WORK TASK. Transcribe exactly the line that contains "Mark the woodlouse" and all lines following it to the end of the material below; omit everything else.

[DATA EXTRACT — start]

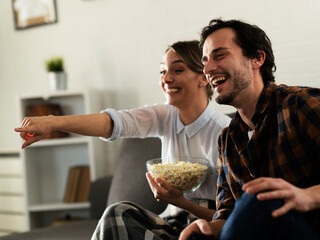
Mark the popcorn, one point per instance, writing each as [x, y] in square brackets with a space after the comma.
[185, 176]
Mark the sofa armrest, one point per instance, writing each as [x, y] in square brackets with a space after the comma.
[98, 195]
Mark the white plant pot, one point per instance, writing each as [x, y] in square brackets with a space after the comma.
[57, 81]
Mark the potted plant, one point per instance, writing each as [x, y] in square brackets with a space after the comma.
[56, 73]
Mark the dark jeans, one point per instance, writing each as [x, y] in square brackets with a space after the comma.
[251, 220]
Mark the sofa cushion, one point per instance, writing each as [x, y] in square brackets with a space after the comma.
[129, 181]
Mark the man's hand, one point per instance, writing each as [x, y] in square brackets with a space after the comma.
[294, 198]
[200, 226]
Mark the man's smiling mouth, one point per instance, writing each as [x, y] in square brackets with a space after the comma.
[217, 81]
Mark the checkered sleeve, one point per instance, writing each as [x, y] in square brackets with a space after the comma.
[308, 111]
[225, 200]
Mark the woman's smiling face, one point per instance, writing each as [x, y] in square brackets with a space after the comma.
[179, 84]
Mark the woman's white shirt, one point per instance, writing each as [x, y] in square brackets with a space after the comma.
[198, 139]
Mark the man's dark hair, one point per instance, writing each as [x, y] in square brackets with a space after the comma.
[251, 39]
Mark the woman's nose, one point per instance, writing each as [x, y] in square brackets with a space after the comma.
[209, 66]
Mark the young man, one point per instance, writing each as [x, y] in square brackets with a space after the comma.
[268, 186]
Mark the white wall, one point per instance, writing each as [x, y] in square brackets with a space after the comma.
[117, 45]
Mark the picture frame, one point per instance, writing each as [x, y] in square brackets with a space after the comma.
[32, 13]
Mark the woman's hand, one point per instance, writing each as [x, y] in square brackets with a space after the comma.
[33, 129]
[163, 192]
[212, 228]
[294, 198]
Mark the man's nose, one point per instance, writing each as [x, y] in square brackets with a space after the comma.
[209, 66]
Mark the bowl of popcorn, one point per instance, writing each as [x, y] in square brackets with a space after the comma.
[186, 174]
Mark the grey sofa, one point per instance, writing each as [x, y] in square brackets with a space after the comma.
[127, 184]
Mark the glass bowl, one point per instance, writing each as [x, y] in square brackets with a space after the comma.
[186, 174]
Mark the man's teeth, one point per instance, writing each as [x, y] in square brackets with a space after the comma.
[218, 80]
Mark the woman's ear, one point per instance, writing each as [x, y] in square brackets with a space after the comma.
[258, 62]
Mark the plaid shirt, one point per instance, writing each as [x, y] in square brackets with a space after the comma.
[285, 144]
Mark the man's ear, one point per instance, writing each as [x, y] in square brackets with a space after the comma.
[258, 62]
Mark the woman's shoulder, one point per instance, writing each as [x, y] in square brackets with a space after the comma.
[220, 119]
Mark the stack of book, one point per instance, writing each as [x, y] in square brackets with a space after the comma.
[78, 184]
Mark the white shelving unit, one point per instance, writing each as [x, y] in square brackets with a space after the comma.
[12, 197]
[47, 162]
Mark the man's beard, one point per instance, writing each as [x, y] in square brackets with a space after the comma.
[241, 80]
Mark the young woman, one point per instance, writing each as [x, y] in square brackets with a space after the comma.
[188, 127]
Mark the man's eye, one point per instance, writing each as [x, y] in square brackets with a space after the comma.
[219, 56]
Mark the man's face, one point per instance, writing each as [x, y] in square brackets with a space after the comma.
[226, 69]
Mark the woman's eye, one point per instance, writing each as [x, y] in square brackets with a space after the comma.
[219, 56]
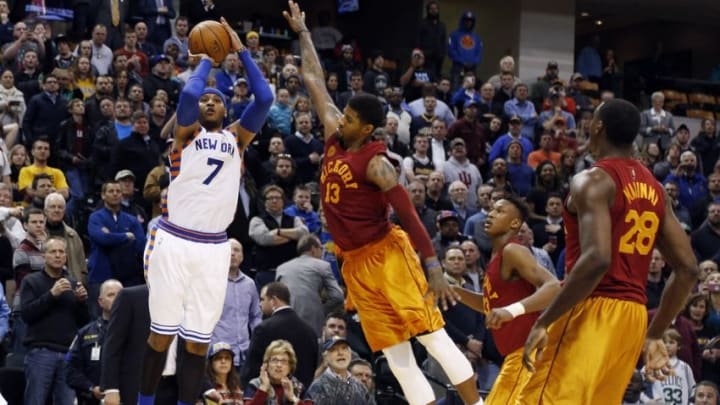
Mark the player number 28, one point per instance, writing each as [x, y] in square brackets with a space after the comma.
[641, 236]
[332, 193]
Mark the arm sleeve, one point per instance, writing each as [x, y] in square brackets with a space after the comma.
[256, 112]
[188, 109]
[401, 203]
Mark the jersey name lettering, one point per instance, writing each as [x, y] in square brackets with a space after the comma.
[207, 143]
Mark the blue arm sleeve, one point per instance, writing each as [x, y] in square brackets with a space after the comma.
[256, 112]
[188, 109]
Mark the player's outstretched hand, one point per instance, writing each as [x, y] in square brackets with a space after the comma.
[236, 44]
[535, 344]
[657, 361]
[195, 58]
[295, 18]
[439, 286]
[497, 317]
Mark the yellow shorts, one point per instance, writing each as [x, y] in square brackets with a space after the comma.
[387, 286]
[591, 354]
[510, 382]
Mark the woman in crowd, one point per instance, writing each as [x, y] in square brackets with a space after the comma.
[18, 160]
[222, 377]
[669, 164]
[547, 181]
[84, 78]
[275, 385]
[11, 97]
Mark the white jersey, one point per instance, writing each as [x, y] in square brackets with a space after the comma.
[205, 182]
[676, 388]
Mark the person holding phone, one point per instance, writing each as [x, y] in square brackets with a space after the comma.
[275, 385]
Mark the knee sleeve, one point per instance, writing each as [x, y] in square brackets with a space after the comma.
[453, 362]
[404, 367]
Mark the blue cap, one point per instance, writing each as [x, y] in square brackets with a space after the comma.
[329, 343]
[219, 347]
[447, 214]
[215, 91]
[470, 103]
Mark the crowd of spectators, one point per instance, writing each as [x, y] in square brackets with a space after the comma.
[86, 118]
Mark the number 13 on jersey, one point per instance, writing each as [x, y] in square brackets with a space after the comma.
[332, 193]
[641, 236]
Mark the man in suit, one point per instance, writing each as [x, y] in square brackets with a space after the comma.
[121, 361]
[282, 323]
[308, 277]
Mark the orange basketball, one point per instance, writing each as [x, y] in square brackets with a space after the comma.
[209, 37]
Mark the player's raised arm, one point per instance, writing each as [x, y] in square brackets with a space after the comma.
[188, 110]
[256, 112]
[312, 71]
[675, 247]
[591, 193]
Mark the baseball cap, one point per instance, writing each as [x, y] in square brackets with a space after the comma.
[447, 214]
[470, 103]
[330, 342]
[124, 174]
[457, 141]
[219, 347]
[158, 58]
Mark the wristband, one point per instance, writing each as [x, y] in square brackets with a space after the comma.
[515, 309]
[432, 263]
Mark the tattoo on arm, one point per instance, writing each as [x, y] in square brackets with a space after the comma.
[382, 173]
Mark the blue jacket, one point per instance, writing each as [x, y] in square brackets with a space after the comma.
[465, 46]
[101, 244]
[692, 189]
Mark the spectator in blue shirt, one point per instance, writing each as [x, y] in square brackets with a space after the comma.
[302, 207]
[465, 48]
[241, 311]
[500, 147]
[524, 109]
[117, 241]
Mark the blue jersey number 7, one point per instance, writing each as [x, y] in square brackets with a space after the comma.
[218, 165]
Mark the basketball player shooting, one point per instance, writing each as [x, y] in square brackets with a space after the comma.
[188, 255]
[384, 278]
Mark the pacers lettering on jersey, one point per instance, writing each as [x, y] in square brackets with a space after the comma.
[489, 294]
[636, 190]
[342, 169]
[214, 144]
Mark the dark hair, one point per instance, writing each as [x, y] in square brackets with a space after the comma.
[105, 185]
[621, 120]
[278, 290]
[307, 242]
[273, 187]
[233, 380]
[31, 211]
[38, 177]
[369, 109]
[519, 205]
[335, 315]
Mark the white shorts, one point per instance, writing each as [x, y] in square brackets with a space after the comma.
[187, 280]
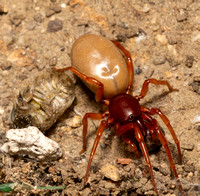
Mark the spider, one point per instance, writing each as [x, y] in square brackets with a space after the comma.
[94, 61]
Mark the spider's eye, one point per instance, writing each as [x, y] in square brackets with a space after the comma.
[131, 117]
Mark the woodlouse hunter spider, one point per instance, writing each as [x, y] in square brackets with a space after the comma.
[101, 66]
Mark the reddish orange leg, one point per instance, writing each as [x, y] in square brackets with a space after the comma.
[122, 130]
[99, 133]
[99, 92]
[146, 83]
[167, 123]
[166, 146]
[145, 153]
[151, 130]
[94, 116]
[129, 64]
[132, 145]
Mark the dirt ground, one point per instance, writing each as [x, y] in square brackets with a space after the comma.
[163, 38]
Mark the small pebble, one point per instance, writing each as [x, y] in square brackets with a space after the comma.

[DATA EXTRACT — finish]

RESULT OF THIS TASK.
Mark the woodlouse hunter spider, one point per instance, writing each as [x, y] in square brackets with a space after the comma.
[101, 66]
Mark the reddish orange leg, one point per instance, writing each as [x, y] in square brackets with a space after the comma.
[122, 130]
[99, 133]
[99, 92]
[146, 83]
[167, 123]
[166, 146]
[145, 153]
[151, 130]
[94, 116]
[129, 64]
[132, 145]
Mark the dirt ground, one point per instance, writing each as [x, y] in square brackets with a space after the comma.
[163, 38]
Mark the small pebble, one point per instance, writing each as [x, y] in square brackets with a space after the comma.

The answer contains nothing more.